Studio album by George Shearing
- Released: 1963
- Recorded: 17–19 December 1962
- Genre: Jazz, Bossa nova
- Label: Capitol ST 1873

George Shearing chronology
| Concerto for My Love (1962) | Shearing Bossa Nova (1963) | Touch Me Softly (1963) |

= Shearing Bossa Nova =

Shearing Bossa Nova is a 1963 album by George Shearing accompanied by "woodwinds and a Brazilian rhythm", and arranged by Clare Fischer.

==Reception==

Stephen Cook reviewed the album for Allmusic and wrote that "On the heels of wildly popular and PR department-treated mambo ventures like Latin Escapade and Latin Lace, Shearing took on the bossa nova craze of the early '60s with this long player...Shearing fans certainly will find a lot here to enjoy. Highlights include the Fischer originals "Samba da Borboleta" and "Pensativa." "

▶ [DATASET EXCERPTS]
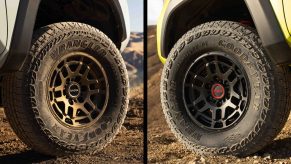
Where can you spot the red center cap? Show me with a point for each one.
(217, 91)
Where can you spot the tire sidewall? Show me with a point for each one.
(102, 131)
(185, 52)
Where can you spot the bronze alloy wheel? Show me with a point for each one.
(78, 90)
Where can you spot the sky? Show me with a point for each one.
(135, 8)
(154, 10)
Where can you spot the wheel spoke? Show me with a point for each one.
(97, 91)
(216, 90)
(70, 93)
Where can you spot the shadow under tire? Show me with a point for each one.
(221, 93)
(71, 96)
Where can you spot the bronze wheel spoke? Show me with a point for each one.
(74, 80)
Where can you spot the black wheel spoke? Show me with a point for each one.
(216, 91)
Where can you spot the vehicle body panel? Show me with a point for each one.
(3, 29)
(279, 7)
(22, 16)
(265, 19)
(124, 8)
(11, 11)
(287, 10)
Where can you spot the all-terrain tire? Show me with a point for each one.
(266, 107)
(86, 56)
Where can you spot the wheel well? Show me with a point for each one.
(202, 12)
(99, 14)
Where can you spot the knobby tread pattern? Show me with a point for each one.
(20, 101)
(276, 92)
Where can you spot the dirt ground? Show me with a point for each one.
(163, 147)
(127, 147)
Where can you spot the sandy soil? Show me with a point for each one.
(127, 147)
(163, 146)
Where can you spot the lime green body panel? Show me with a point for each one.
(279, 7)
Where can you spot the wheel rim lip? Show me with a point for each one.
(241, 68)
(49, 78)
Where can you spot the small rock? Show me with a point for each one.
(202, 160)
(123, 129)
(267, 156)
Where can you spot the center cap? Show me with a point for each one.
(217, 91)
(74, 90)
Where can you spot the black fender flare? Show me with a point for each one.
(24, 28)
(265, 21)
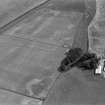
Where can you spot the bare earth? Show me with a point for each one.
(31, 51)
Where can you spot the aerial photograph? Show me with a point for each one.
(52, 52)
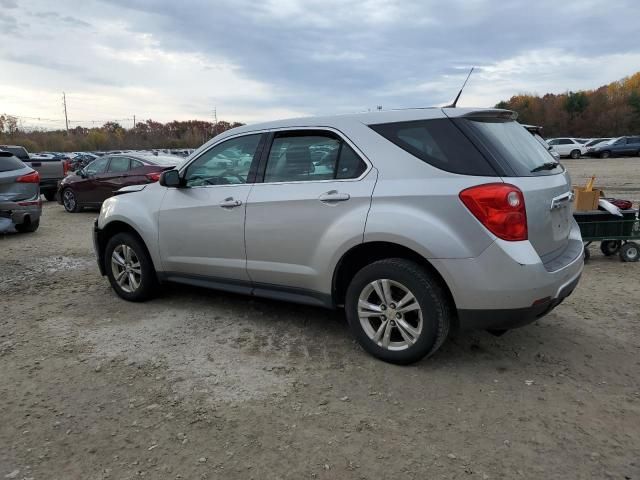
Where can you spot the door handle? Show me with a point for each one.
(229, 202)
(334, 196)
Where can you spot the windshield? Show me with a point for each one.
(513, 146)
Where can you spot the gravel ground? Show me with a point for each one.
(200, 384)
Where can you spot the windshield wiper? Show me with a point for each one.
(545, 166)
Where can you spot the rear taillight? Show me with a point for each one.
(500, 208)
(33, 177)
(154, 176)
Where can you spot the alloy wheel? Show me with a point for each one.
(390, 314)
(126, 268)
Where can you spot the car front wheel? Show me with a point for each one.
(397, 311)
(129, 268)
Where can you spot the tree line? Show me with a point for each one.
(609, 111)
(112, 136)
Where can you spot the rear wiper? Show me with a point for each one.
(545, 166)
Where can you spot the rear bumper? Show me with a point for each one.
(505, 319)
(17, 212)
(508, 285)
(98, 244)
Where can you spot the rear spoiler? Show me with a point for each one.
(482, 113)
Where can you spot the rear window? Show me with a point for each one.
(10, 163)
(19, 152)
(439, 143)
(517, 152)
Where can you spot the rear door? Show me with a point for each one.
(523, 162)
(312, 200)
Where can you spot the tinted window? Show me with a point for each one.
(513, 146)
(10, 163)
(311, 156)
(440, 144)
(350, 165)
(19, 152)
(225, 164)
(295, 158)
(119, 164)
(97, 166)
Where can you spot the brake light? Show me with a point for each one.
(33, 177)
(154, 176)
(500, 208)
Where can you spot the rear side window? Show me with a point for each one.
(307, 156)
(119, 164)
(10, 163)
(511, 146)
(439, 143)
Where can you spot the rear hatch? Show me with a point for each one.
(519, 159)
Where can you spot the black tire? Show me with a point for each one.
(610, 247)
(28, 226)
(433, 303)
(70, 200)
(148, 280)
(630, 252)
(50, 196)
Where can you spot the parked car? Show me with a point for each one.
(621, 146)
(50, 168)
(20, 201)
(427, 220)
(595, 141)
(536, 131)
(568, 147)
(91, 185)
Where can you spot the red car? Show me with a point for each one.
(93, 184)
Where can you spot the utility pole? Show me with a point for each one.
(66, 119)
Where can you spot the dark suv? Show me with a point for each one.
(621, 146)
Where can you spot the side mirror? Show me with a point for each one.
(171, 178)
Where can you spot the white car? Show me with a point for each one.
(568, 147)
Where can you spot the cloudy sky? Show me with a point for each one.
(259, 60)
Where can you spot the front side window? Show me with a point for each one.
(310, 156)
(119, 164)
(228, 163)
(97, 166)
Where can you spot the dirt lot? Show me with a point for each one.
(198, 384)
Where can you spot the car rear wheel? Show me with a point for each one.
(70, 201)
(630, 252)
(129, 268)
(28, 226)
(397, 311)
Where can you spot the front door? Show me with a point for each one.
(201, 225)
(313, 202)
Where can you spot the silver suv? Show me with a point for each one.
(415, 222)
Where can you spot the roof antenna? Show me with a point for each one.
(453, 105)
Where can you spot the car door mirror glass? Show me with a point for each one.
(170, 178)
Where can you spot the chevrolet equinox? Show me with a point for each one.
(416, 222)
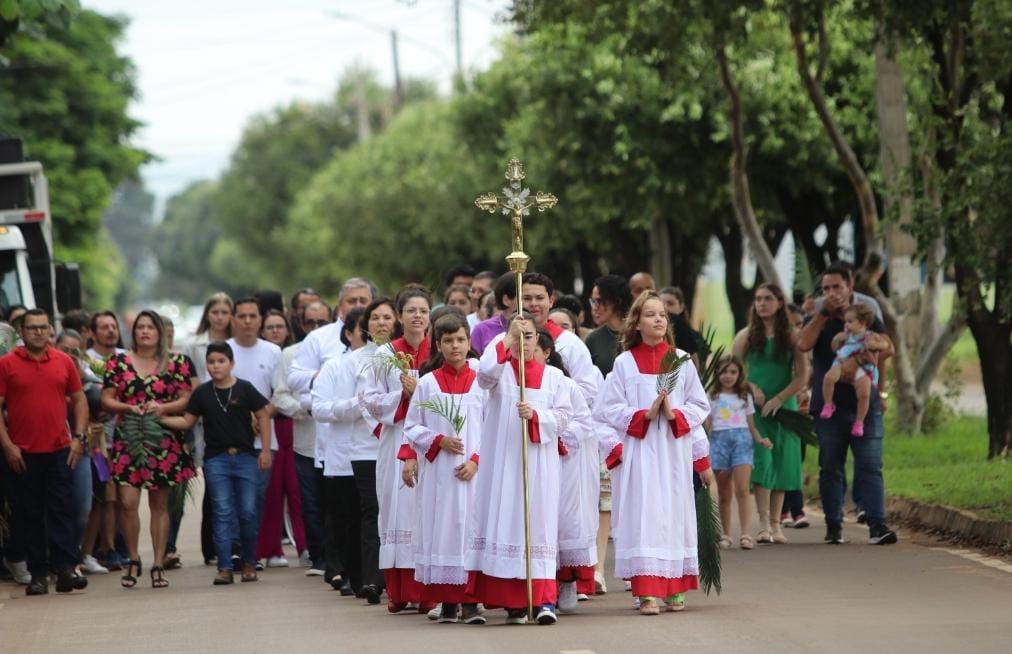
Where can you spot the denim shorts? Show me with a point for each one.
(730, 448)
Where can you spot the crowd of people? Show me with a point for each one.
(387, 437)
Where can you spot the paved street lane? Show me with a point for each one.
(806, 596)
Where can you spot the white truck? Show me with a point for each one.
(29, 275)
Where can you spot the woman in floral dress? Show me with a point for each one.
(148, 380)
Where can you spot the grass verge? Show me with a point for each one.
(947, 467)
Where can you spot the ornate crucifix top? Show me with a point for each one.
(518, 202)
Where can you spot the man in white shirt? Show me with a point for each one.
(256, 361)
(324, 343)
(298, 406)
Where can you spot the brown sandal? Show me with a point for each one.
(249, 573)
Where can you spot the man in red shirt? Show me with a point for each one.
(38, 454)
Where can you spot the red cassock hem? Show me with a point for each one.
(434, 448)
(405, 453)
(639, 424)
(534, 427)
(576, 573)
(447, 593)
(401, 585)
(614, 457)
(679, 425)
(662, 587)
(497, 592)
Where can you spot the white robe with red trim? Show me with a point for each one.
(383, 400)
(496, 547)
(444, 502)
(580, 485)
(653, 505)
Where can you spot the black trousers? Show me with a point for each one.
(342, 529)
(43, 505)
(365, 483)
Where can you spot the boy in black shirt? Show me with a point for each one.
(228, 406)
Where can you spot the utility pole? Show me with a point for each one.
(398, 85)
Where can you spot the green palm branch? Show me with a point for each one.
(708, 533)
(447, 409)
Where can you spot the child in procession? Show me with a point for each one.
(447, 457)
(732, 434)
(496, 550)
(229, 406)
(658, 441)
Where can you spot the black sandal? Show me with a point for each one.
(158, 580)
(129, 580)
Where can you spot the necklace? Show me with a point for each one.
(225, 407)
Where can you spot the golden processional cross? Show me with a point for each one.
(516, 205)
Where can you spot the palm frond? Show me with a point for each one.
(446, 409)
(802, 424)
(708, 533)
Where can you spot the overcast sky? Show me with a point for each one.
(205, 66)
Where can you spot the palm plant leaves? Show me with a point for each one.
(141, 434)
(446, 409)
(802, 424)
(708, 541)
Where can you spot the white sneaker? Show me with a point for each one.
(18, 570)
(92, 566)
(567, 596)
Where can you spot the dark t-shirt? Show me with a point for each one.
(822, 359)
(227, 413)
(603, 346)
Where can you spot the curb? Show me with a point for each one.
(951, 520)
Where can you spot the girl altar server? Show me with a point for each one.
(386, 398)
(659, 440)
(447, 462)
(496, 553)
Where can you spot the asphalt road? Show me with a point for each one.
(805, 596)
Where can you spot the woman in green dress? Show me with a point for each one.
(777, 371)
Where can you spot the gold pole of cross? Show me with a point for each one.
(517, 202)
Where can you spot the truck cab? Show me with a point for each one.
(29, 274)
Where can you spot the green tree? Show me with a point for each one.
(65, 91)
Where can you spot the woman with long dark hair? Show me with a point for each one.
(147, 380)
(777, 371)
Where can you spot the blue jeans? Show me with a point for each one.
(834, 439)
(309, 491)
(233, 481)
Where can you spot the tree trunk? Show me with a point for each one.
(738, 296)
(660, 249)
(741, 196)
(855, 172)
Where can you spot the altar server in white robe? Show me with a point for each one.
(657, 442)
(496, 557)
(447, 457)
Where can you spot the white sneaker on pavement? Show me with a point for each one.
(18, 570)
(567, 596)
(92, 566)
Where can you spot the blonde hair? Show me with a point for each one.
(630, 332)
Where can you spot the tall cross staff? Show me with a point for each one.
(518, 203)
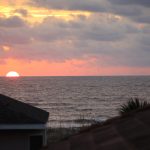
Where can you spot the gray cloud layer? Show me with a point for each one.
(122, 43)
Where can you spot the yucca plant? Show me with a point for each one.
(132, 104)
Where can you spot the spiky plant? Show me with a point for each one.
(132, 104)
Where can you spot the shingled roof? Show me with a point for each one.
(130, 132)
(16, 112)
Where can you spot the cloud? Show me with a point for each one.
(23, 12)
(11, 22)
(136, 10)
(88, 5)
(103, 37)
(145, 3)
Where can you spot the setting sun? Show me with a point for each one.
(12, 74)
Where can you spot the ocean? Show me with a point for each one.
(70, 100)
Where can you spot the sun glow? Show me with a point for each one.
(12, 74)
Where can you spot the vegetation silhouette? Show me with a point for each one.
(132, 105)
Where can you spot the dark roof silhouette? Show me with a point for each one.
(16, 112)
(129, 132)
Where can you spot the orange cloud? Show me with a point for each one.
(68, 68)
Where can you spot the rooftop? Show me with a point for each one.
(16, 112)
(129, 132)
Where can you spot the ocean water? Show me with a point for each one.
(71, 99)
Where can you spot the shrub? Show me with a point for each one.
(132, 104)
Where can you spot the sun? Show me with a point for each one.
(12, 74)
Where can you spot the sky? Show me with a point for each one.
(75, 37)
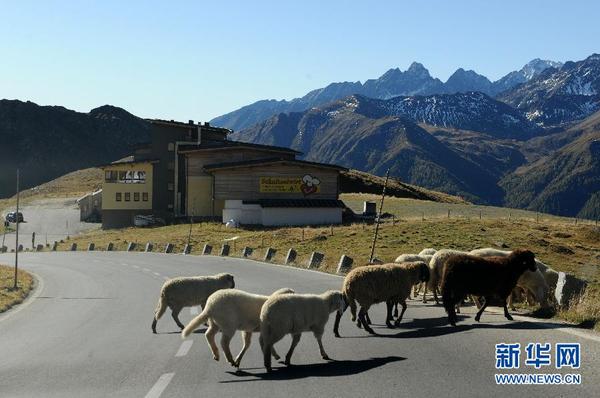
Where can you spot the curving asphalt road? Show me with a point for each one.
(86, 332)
* * *
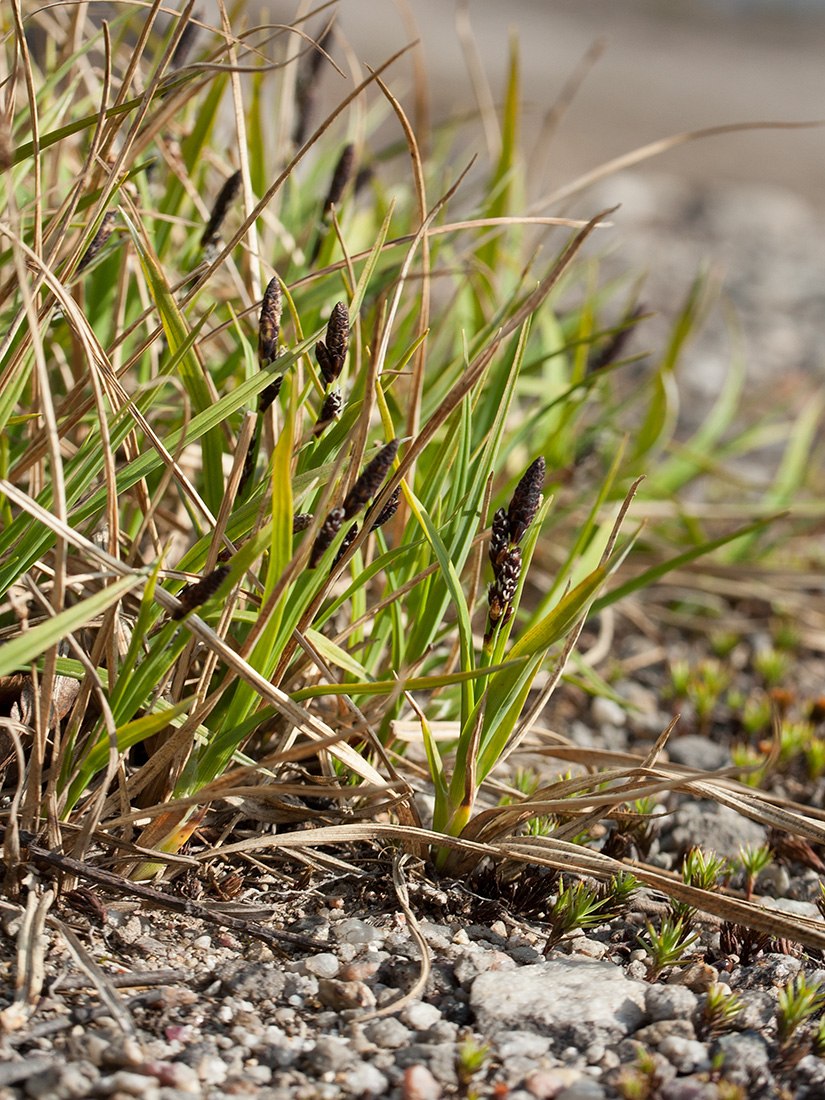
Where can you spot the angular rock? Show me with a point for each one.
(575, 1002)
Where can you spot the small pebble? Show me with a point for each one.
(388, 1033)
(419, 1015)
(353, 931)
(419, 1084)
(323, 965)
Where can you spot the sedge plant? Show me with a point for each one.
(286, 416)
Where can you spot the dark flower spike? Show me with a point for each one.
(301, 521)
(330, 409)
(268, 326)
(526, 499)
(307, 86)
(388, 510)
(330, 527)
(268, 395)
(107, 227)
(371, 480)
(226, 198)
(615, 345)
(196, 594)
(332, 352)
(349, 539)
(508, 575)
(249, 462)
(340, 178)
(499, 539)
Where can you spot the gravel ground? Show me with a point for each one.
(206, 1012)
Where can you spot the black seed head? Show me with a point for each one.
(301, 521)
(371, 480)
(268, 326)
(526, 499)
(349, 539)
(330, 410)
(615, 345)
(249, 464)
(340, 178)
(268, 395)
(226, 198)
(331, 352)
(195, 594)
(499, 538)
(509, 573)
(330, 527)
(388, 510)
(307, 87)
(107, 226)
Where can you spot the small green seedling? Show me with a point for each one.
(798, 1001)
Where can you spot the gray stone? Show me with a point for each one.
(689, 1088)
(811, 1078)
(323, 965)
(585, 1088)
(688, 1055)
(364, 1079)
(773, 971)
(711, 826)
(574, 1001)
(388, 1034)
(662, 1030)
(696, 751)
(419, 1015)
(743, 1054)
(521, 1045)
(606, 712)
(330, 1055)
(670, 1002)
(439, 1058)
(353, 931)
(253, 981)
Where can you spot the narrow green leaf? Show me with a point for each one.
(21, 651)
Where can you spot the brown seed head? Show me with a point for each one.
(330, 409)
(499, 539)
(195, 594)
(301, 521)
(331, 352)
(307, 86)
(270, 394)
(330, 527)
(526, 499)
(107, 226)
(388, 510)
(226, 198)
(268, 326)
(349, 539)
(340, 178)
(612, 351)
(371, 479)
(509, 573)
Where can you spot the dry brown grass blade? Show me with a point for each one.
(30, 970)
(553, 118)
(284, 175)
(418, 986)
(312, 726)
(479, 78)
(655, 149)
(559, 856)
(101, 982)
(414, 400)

▶ [GIVEN PROBLEM 1]
Rewrite the album text between "George Shearing chronology" and "by Clare Fischer.", inclusive, substituting "strings" for "woodwinds".
▶ [GIVEN PROBLEM 2]
According to the album text, are these statements true? (a) The album was recorded in December 1962. (b) It was issued on the Columbia label. (c) Clare Fischer arranged it. Answer yes or no for each, quoting the words from the text that decide it.
The listing isn't needed for anything here.

▶ [COMPLETE ANSWER 1]
George Shearing chronology
| Concerto for My Love (1962) | Shearing Bossa Nova (1963) | Touch Me Softly (1963) |

= Shearing Bossa Nova =

Shearing Bossa Nova is a 1963 album by George Shearing accompanied by "strings and a Brazilian rhythm", and arranged by Clare Fischer.

▶ [COMPLETE ANSWER 2]
(a) Yes: "Recorded: 17–19 December 1962"
(b) No: "Label: Capitol ST 1873"
(c) Yes: "arranged by Clare Fischer"